Material provided =>
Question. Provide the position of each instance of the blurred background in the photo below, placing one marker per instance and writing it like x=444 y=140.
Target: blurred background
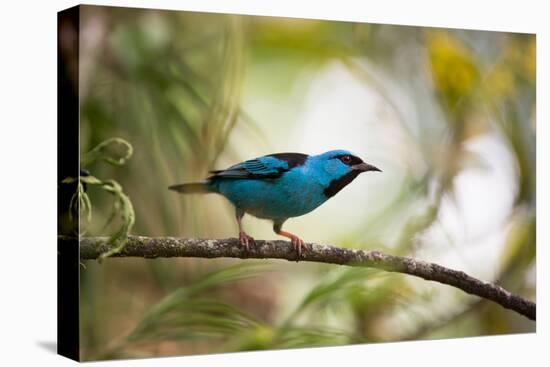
x=448 y=115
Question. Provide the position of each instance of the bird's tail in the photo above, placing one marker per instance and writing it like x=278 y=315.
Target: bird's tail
x=192 y=188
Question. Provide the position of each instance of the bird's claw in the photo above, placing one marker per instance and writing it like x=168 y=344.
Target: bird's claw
x=246 y=240
x=298 y=243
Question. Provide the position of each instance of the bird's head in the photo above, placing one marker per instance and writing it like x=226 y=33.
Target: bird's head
x=337 y=168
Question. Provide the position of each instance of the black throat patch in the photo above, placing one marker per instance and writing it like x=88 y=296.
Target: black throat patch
x=336 y=185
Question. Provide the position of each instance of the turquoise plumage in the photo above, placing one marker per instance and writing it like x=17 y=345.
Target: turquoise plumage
x=281 y=186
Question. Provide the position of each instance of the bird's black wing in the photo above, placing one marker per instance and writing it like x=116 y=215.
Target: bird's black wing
x=269 y=166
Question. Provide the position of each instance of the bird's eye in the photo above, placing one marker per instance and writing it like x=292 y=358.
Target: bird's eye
x=346 y=159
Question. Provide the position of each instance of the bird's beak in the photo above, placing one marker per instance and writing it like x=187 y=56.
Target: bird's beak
x=364 y=167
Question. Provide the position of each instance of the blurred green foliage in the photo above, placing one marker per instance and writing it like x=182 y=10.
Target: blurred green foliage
x=175 y=85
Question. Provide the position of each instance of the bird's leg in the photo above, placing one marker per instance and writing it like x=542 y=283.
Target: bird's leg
x=243 y=237
x=297 y=242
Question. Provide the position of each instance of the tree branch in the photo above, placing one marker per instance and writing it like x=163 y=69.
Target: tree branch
x=148 y=247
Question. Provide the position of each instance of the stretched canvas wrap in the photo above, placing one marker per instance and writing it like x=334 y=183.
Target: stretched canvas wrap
x=234 y=183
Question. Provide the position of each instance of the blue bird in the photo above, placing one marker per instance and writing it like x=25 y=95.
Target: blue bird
x=281 y=186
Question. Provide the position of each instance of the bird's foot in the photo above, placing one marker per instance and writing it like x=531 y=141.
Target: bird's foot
x=246 y=240
x=298 y=243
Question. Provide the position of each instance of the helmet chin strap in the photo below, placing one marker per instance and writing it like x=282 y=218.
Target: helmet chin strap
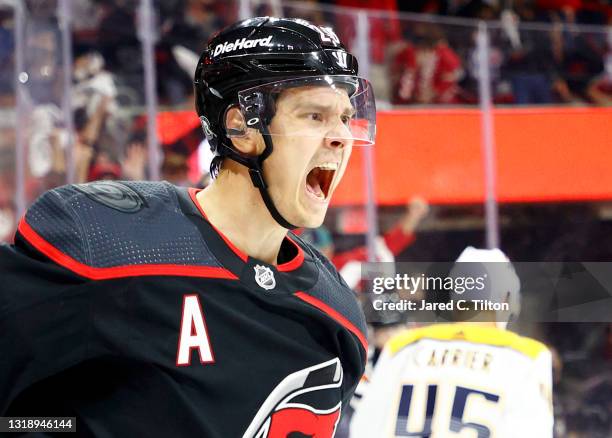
x=257 y=178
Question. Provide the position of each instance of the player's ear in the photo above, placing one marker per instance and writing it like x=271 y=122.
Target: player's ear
x=249 y=141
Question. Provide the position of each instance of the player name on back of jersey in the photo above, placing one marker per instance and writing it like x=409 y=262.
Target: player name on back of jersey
x=466 y=358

Work instruction => For the records above, state the number of lines holding the string "below", without further comment.

Response => 2